PAGE TEXT:
>> Begin
Review By: debi lee mandel   
Published: June 27, 2000

Stars: Marcello Mastroianni, Michel Piccoli, Philippe Noiret, Ugo Tognazzi
Other Stars: Andréa Ferréol
Director: Marco Ferreri

Manufacturer: WAMO
MPAA Rating: NC-17 for (nudity, sexual situations)
Run Time: 02h:10m:00s
Release Date: May 23, 2000
UPC: 014381477924
Genre: foreign

Image Transfer
Audio Transfer
B+ BB-B- D

DVD Review

La Grande bouffe defies definition on every level. The title has no English equivalent, something like "Puff Out" or "Blow-out", neither of which is quite right. On the box they try "The Big Feast", which, although more appropriate, takes great liberties. It is a grand buffet of a story, with everything from sentimentality to scatological suicide with cooling intermezzos of laughter along the way.
>> End
EXTRACTED RECORDS:
>> Begin
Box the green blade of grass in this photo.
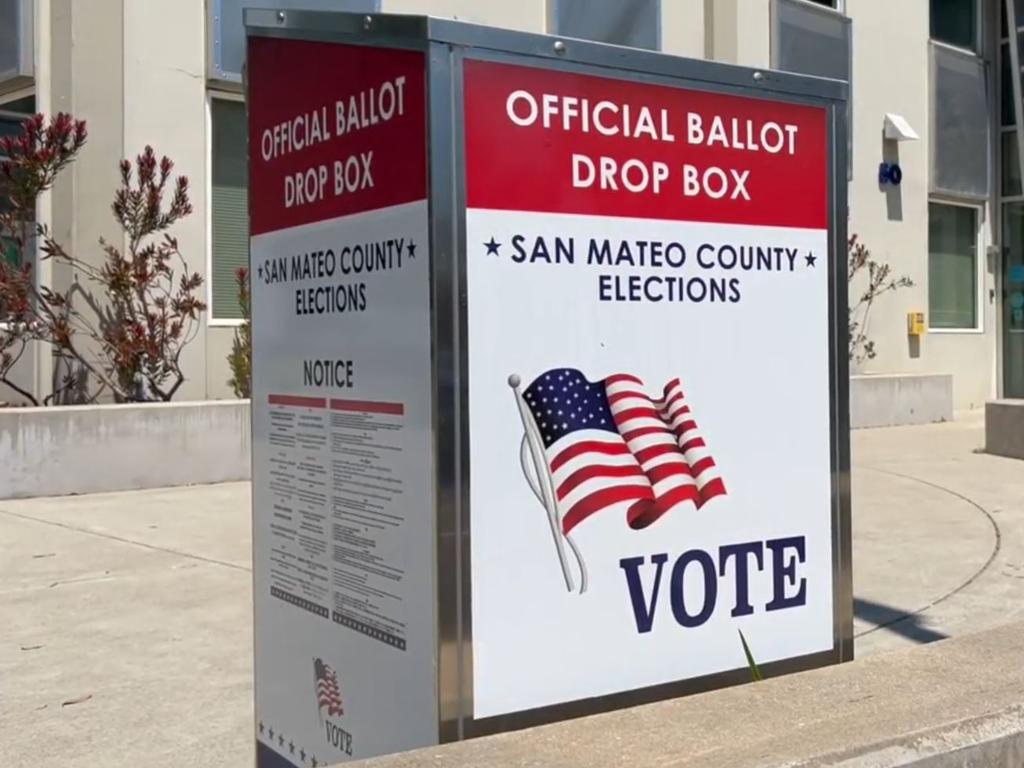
[736,630,764,682]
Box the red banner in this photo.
[465,60,828,229]
[248,38,427,234]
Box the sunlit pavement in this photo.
[0,413,1024,768]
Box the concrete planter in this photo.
[850,374,953,429]
[0,400,250,499]
[985,399,1024,459]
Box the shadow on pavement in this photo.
[853,597,949,643]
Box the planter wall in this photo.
[0,400,250,499]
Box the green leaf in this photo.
[736,630,764,682]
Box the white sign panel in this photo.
[248,38,437,768]
[465,61,834,720]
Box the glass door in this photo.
[1002,202,1024,397]
[999,0,1024,397]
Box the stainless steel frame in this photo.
[246,10,853,741]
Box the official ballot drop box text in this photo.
[246,10,852,766]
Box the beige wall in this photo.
[122,0,208,399]
[9,0,996,408]
[847,0,997,409]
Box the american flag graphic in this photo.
[313,658,345,717]
[521,368,726,535]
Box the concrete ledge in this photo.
[361,624,1024,768]
[0,400,250,499]
[985,400,1024,459]
[850,374,953,429]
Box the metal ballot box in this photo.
[246,10,853,767]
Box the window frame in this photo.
[925,195,987,335]
[204,88,246,328]
[0,85,39,330]
[928,0,983,56]
[545,0,663,53]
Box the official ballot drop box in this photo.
[246,10,853,766]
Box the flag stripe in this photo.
[522,369,726,534]
[551,440,630,472]
[562,485,654,534]
[558,464,643,501]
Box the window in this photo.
[550,0,662,50]
[929,43,994,200]
[0,95,36,265]
[928,203,979,331]
[931,0,978,50]
[210,98,249,319]
[0,0,35,83]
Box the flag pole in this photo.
[508,374,574,592]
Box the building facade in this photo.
[0,0,1024,409]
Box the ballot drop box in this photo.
[245,10,852,768]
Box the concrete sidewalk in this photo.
[0,414,1024,768]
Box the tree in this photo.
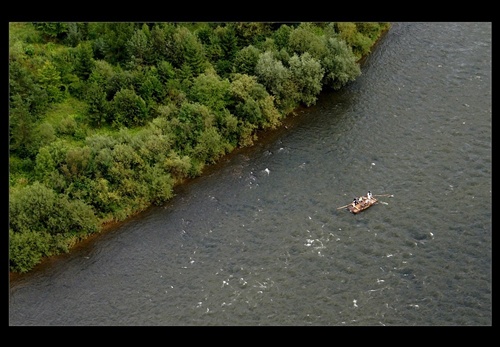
[289,52,324,107]
[233,45,261,75]
[126,26,151,65]
[110,88,147,128]
[75,42,95,81]
[188,70,231,112]
[321,37,361,90]
[38,60,63,102]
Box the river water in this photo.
[9,22,492,326]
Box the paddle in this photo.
[337,203,352,210]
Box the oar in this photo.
[337,203,352,210]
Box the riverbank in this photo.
[7,27,390,279]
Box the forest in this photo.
[8,22,390,273]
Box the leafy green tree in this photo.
[9,182,98,235]
[35,147,56,182]
[110,88,147,128]
[144,163,174,205]
[288,23,325,59]
[289,52,324,107]
[188,70,231,112]
[85,82,112,127]
[255,51,300,113]
[9,229,51,273]
[174,27,208,77]
[38,60,63,102]
[9,94,35,158]
[33,22,68,40]
[100,22,136,64]
[321,37,361,90]
[234,22,273,47]
[273,24,293,50]
[234,45,261,75]
[75,42,95,81]
[193,126,233,163]
[126,26,151,65]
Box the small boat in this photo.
[347,196,378,214]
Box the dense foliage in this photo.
[9,22,389,272]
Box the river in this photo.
[9,22,492,326]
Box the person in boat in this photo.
[366,191,373,201]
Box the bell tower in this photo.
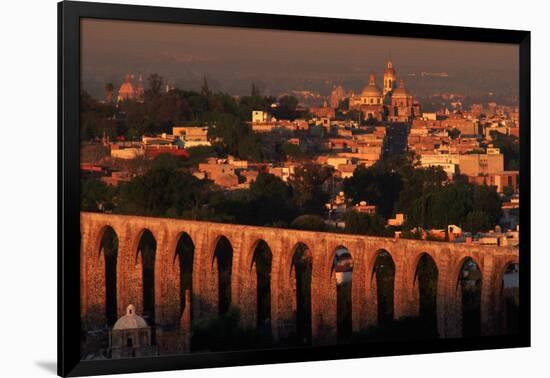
[384,58,397,96]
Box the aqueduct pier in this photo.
[80,212,519,349]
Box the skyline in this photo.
[81,19,518,98]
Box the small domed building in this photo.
[388,80,413,122]
[384,59,397,96]
[117,74,144,102]
[108,304,158,358]
[349,60,421,122]
[350,72,384,121]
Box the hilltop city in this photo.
[80,60,520,246]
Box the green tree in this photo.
[249,173,296,225]
[80,179,116,212]
[290,214,326,231]
[464,210,492,234]
[344,211,389,236]
[289,164,332,214]
[344,166,403,218]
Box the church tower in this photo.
[384,59,397,96]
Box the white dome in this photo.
[113,304,147,329]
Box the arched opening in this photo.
[458,257,481,337]
[175,233,195,317]
[214,236,233,315]
[372,250,395,325]
[252,240,272,336]
[138,230,157,325]
[291,243,312,344]
[331,246,353,342]
[502,262,519,334]
[415,253,439,332]
[99,226,118,327]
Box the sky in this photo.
[81,19,519,97]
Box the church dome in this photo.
[113,304,147,330]
[361,73,382,97]
[392,80,410,97]
[384,60,395,77]
[118,81,134,98]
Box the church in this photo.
[349,60,420,122]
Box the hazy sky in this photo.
[81,19,518,100]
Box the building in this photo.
[383,59,397,96]
[458,154,504,176]
[172,126,211,148]
[349,73,384,121]
[252,110,274,123]
[388,80,415,122]
[108,304,158,358]
[349,60,422,122]
[117,74,145,102]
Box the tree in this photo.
[464,210,492,234]
[80,179,116,212]
[117,155,212,217]
[290,164,332,214]
[282,142,305,160]
[290,214,326,231]
[249,173,296,225]
[344,166,403,218]
[344,211,389,236]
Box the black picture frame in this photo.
[58,1,531,376]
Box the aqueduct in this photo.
[80,213,519,351]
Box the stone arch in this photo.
[500,258,519,334]
[289,242,313,345]
[98,226,118,327]
[211,235,233,315]
[248,239,273,335]
[458,256,483,337]
[413,252,439,333]
[173,232,195,318]
[330,245,354,341]
[135,228,157,325]
[369,248,395,325]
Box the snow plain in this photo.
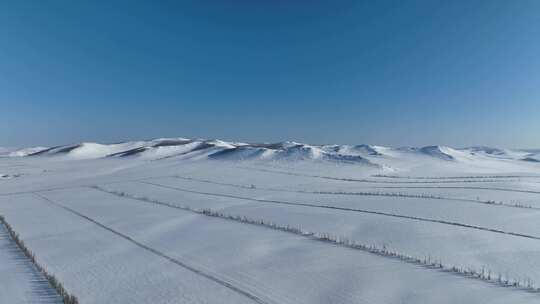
[0,138,540,304]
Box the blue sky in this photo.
[0,0,540,148]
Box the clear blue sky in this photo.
[0,0,540,148]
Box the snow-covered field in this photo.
[0,138,540,304]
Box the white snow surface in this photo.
[0,138,540,304]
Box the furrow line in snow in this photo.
[373,186,540,194]
[372,174,540,180]
[237,167,516,184]
[30,193,269,304]
[172,175,540,210]
[91,186,540,293]
[139,181,540,240]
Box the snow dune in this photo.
[0,138,540,304]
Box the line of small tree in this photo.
[172,175,538,209]
[97,186,540,293]
[372,174,528,179]
[0,215,79,304]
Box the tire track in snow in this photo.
[373,186,540,194]
[90,186,540,293]
[138,181,540,241]
[171,175,540,210]
[34,193,270,304]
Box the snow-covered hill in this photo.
[0,138,540,304]
[8,138,540,168]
>> End
REQUESTS:
1. Reproduce the passage of the La Grande bouffe review word for word, starting with "Image Transfer" and going on through "along the way.".
2. Using the La Grande bouffe review, answer these:
(a) Who directed the film?
(b) What run time is listed?
(c) What English title is given on the box?
3. Write the next part of the La Grande bouffe review, picking up after its final sentence.

TASK ANSWERS:
1.
Image Transfer
Audio Transfer
B+ BB-B- D

DVD Review

La Grande bouffe defies definition on every level. The title has no English equivalent, something like "Puff Out" or "Blow-out", neither of which is quite right. On the box they try "The Big Feast", which, although more appropriate, takes great liberties. It is a grand buffet of a story, with everything from sentimentality to scatological suicide with cooling intermezzos of laughter along the way.

2.
(a) Marco Ferreri
(b) 02h:10m:00s
(c) "The Big Feast"

3.
Four middle-aged men—Ugo (Tognazzi), a master chef, Michel (Piccoli) works in television, Marcello (Mastrioanni) a pilot and Philippe (Noiret) a judge—travel to Philippe's villa in a pact to commit suicide by eating. Trés français, non? Truckloads of food arrive and the stage is set for a story that is like The Big Chill on emetics.

The real decadence comes to fore the next day when Marcello, already antsy, wants to get laid, so they arrange for 3 prostitutes to join them. A schoolteacher (Ferréol) comes by with her class (there is a famous tree in the yard) and Philippe, a bit doe-eyed, invites her to dinner as well. The next day or so is something that I can only describe as a "dirty movie", with nudity, sex and food, food, food. As one of the women notes, "Why do you eat if you're not hungry? It's ridiculous." As the indulgence continues it begins to take its toll. One by one the women get sick and leave—except Andrea, the schoolteacher, who stays until the bitter end.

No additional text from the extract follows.